Task brief: Format the records as a numbered list, starting at the beginning of the records and ending at the line that contains "(1131, 384)", with both of those lines included and nothing after them. Omit blank lines and leave the pictures out of your answer.

━━━ Supplied material ━━━

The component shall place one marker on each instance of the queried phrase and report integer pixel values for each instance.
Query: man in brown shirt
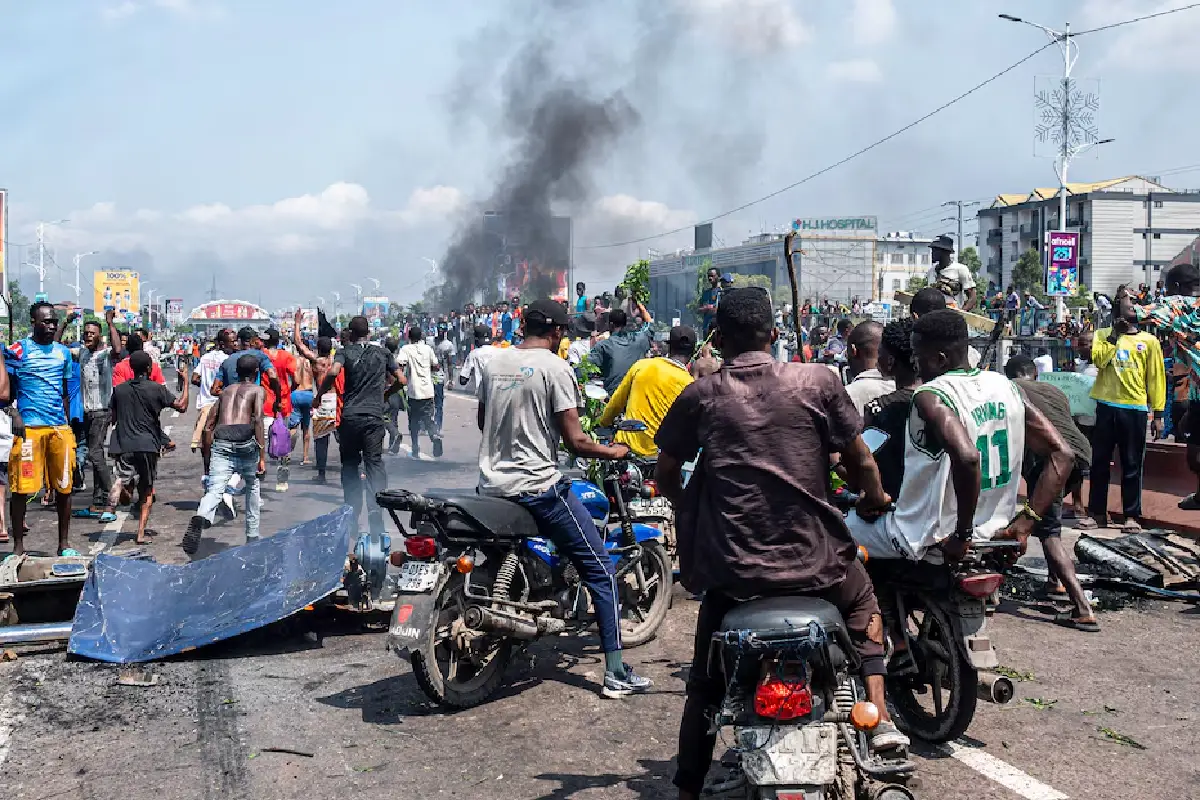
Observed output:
(756, 517)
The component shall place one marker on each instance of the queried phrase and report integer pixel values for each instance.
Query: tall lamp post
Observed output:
(78, 289)
(1067, 150)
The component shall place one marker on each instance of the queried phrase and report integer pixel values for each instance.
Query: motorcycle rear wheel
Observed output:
(642, 614)
(437, 662)
(941, 666)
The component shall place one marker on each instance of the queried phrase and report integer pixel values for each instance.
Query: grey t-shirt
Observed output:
(522, 390)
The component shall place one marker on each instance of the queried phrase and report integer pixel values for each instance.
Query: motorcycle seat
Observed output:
(783, 614)
(481, 515)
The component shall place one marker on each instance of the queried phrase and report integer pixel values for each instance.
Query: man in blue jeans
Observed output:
(527, 400)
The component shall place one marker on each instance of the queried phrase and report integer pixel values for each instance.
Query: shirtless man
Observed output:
(324, 408)
(238, 441)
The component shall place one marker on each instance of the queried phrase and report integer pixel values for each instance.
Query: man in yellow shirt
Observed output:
(648, 390)
(1131, 384)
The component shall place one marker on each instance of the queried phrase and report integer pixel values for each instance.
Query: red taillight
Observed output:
(421, 547)
(783, 699)
(981, 585)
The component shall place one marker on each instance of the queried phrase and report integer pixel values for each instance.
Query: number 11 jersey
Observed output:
(993, 411)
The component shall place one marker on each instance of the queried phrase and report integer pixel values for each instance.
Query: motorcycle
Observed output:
(940, 656)
(798, 707)
(941, 659)
(478, 583)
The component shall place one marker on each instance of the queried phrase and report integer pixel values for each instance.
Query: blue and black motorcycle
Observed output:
(477, 582)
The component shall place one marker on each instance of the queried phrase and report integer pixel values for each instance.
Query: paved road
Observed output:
(69, 731)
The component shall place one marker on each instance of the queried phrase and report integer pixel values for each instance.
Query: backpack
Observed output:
(279, 443)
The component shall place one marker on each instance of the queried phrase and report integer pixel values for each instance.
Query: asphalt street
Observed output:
(209, 726)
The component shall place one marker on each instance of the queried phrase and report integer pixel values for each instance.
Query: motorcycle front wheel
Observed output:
(457, 667)
(645, 591)
(937, 702)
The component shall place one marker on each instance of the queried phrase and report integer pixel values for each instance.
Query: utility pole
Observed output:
(1073, 127)
(959, 205)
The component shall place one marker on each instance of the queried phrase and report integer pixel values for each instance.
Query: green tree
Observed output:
(1029, 276)
(916, 283)
(970, 259)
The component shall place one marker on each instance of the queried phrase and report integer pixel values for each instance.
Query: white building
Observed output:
(1129, 229)
(900, 256)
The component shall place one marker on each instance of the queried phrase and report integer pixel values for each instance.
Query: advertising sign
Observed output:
(4, 250)
(231, 311)
(376, 311)
(1062, 271)
(174, 311)
(119, 289)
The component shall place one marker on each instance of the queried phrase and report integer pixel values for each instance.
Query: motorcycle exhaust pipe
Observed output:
(995, 687)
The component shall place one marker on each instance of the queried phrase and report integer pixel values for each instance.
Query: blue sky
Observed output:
(294, 146)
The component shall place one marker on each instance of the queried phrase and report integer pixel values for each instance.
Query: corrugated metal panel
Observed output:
(1109, 246)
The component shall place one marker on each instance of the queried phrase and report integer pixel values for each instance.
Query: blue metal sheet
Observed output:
(135, 611)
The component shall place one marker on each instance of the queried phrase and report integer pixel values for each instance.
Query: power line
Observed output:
(835, 164)
(891, 136)
(1137, 19)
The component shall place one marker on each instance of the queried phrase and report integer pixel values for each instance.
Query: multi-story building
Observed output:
(837, 258)
(1129, 228)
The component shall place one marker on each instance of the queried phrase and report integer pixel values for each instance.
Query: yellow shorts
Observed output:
(45, 458)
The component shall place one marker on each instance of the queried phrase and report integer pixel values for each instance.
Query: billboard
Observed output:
(228, 310)
(376, 310)
(1062, 272)
(118, 289)
(4, 250)
(174, 311)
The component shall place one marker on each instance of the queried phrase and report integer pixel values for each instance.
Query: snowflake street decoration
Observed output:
(1066, 113)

━━━

Answer in full:
1. The component shall place one marker on each instance of the queried phrase and report integer pixel values for each instance.
2. Query: man in brown shirt
3. Observed output:
4. (756, 517)
5. The component shall place one marker on each instance of the queried phrase and report integer pixel values for each instance.
6. Query: tall lamp post
7. Observed output:
8. (78, 289)
9. (1067, 150)
10. The component shall place one marker on each instance of the queried phrase and report integer pixel values for each instance.
11. Query: motorcycle rear wheel
12. Observed output:
13. (642, 614)
14. (437, 662)
15. (941, 666)
16. The component shall place one marker on each instance of the queried phrase and report integer pixel values for each instance.
17. Query: grey t-shirt
18. Observed output:
19. (522, 390)
20. The component shall place one marker on each instance of the queried phrase and report integer pixel values for each instance.
21. Query: motorcycle seat
22. Observed output:
23. (783, 614)
24. (481, 515)
25. The component shall place one marker on each instance of the queried phrase and report integer pixel values for each instance.
26. Query: man in blue jeans
27. Observed output:
28. (527, 400)
29. The component shall place one marker on each instance of the queried phrase and report integer pixel values for each instance.
30. Query: shirtless man
31. Observed output:
32. (324, 408)
33. (238, 441)
34. The component shall place one marker on each instance of the queried phrase and report integer pixel values for each instance.
35. Query: man in yellow shirt
36. Observed output:
37. (648, 390)
38. (1131, 384)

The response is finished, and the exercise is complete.